───── DATA IN THIS EXERCISE ─────

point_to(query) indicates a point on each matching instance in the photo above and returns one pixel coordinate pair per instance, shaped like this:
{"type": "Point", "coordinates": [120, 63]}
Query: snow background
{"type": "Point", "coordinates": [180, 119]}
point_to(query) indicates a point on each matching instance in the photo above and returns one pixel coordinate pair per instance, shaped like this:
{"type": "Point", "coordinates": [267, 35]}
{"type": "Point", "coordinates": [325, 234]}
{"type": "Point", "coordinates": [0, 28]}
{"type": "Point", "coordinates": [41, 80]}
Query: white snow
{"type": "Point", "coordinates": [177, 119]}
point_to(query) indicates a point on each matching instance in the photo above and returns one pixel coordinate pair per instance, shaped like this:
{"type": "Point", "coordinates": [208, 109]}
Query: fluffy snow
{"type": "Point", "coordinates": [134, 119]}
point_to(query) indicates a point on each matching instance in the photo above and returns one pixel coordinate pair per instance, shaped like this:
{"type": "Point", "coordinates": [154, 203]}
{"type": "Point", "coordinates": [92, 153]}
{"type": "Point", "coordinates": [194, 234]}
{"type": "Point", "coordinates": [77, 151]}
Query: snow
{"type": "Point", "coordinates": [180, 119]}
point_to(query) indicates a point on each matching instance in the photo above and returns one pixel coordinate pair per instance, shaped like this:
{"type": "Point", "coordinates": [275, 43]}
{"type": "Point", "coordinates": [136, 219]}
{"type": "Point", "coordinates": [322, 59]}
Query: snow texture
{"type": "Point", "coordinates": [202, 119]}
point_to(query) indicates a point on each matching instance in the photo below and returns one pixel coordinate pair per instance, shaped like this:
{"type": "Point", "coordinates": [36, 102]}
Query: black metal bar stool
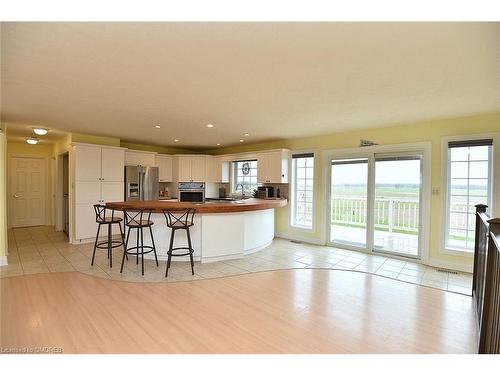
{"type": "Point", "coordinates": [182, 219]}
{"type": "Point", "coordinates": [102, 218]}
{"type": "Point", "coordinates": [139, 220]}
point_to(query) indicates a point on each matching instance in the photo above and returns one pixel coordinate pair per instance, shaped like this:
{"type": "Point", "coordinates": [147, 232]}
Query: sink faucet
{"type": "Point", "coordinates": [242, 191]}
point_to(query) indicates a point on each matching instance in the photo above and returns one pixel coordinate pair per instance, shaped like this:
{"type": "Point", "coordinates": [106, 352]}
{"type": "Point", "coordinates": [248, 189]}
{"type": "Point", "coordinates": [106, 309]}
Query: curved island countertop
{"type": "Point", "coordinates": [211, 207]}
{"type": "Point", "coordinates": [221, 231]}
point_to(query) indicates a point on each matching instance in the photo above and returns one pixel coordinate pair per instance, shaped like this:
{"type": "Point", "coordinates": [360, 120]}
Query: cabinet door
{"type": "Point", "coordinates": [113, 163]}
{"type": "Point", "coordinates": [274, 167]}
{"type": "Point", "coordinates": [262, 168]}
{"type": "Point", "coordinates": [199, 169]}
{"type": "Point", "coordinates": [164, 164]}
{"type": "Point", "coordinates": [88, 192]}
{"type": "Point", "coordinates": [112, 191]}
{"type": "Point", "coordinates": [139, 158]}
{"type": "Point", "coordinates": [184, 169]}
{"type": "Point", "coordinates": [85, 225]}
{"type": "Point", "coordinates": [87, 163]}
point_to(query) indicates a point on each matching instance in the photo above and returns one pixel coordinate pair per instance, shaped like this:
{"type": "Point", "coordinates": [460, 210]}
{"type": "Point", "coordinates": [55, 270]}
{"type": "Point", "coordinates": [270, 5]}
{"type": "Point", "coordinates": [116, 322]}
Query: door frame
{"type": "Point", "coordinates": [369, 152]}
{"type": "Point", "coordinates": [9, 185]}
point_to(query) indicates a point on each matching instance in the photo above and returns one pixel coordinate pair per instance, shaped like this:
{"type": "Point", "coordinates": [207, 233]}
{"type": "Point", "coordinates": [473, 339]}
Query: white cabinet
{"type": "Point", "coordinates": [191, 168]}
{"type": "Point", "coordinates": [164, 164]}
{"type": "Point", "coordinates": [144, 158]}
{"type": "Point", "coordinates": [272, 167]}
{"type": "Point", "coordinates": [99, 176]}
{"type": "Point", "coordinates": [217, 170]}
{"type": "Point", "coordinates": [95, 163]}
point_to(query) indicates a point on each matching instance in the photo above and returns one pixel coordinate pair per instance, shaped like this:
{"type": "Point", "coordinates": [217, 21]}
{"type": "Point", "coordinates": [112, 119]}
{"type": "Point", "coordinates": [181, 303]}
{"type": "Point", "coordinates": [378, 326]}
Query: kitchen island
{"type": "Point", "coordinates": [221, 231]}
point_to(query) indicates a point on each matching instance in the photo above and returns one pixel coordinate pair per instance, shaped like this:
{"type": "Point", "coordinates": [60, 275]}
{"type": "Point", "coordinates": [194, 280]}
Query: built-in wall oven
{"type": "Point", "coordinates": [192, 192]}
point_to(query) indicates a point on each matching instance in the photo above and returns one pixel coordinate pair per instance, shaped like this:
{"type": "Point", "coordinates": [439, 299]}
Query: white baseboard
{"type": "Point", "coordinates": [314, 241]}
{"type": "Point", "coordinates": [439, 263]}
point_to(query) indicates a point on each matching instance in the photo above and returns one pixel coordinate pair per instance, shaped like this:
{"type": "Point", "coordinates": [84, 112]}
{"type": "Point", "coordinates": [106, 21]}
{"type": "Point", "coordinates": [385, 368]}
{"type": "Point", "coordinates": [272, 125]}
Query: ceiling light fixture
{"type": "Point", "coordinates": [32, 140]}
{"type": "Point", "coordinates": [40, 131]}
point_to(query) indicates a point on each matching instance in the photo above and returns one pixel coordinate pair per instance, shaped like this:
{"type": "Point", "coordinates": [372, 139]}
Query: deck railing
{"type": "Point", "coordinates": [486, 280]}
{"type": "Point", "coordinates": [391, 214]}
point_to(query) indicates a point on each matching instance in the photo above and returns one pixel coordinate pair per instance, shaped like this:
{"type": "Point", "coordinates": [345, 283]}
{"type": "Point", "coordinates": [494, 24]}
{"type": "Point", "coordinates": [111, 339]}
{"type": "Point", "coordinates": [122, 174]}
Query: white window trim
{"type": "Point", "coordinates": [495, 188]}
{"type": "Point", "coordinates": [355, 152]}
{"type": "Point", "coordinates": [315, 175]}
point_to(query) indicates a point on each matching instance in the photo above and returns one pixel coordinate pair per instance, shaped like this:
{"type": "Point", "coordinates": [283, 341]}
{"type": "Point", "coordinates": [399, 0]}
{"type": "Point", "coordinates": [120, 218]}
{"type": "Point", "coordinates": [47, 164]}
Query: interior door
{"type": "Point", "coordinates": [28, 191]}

─────

**WORK TO COMPLETE:** Which lines of the listing above contain the string "cabinet"? Copy each of them in full.

**WRITTEN ANSWER:**
Query: cabinet door
Query: white cabinet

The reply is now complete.